Manushi Editorial
But is it possible to talk of women as an undifferential mass? Isn't
life very different for a tribal woman, a Dalit woman in rural India,
a factory worker, a clerk, a doctor, a university student, a middle
class or working class housewife, an air hostess, a nurse, a woman in
purdah, or a woman prostitute?
Yes, there are a lot of factors dividing women from each other -
class, caste, religion, race, education (or the lack of it), one's
field of work 9in the house or out of it) and many other complex
historical forces. Yet if we look at the nature and basis of women's
oppression, we discover that our sex determines our common predicament
in a very fundamental way.
Right from childhood, marriage is posed as the "be-all and end-all" of
a woman's life. Women marry - but under what conditions? With how much
freedom of choice? Why does marriage turn out to be such an unequal
affair between a man and a woman? And what happens to a woman when her
marriage crumbles - as a widow, deserted wife or divorcee?
Whether we work outside the home or not, the burden of housework and
child-care falls upon us. For millions of women in this country, the
drudgery starts from childhood, when they should be at school and
playing. We toil with our mothers so that the family can be fed and -
perhaps - a brother can go to school. The result? We are two-thirds of
India's illiterates.
And this heavy labour goes unacknowledged by society, even by women
themselves. When we ask a woman what she does, how often is the answer
- "Oh nothing - I am just a housewife." Why are we taught to thus
trivialize ourselves and our labour?
When we work outside the home, how are we treated? Barring a small
section of highly educated women in the select professions and
careers, most of us are paid much less than men even when we do the
same job (in spite of the Equal Remuneration Act!).
We are given the most low-paid and least skilled jobs, and stay at the
same level the rest of our lives - because there are hardly any
opportunities to learn new skills. In any job, we are at a
disadvantage because the double-burden of work in and outside the home
consumes most of our energy - physical and mental. What creative
development is possible under such conditions?
Our ability to create life is a vital service to society but has
become our biggest liability. We are not allowed to control our own
reproductive capacities. Our bodies are treated as the property of
different men, whether fathers or husbands, to be safeguarded, used or
abused. Excessive childbearing wears out our health, out strength, our
lives. And yet society remains indifferent.
Ours is the longest history of oppression. Its forms have changed but
not the content. Society has devised hosts of institutions and systems
of morality to keep our sexuality and reproductive capacities under
control. We are made to bear the burden of morality all alone - hence
the double standards in every aspect of social life. As victims of
aggression and abuse, we are stigmatized. When we are raped, fingers
are pointed at us; as prostitutes it is we who are outcasts from
society, not the men who degrade us. Even our capacity to love is
being impaired because it comes in the way of our transfer as property
from one man to another.

**Stored records:**

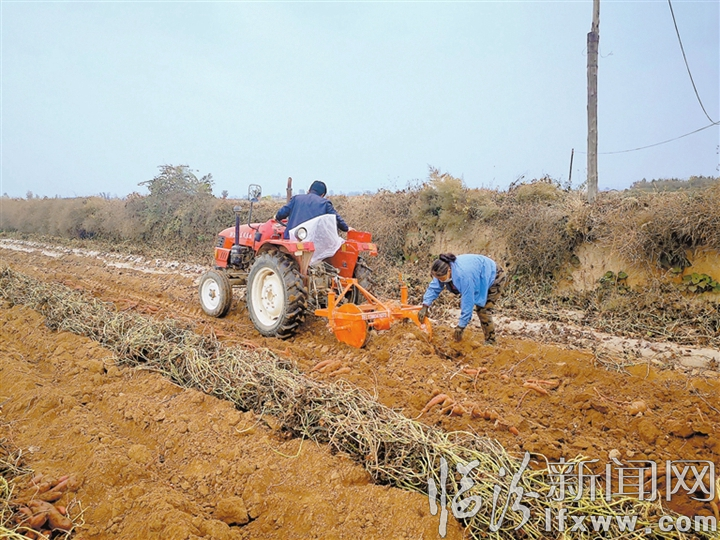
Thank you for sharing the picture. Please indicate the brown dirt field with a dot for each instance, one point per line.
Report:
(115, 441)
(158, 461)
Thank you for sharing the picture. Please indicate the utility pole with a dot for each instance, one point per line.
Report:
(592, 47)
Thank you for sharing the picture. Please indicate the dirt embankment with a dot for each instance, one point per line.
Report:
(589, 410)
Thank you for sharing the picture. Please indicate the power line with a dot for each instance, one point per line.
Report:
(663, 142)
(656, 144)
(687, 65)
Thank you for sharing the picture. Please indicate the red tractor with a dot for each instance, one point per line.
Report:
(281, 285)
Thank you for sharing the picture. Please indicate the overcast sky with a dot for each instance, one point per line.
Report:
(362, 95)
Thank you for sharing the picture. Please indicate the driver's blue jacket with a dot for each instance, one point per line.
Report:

**Directions for this task:** Retype the part of the Manushi editorial starting at "We are given" and ending at "society remains indifferent.".

**Task solution:**
We are given the most low-paid and least skilled jobs, and stay at the
same level the rest of our lives - because there are hardly any
opportunities to learn new skills. In any job, we are at a
disadvantage because the double-burden of work in and outside the home
consumes most of our energy - physical and mental. What creative
development is possible under such conditions?
Our ability to create life is a vital service to society but has
become our biggest liability. We are not allowed to control our own
reproductive capacities. Our bodies are treated as the property of
different men, whether fathers or husbands, to be safeguarded, used or
abused. Excessive childbearing wears out our health, out strength, our
lives. And yet society remains indifferent.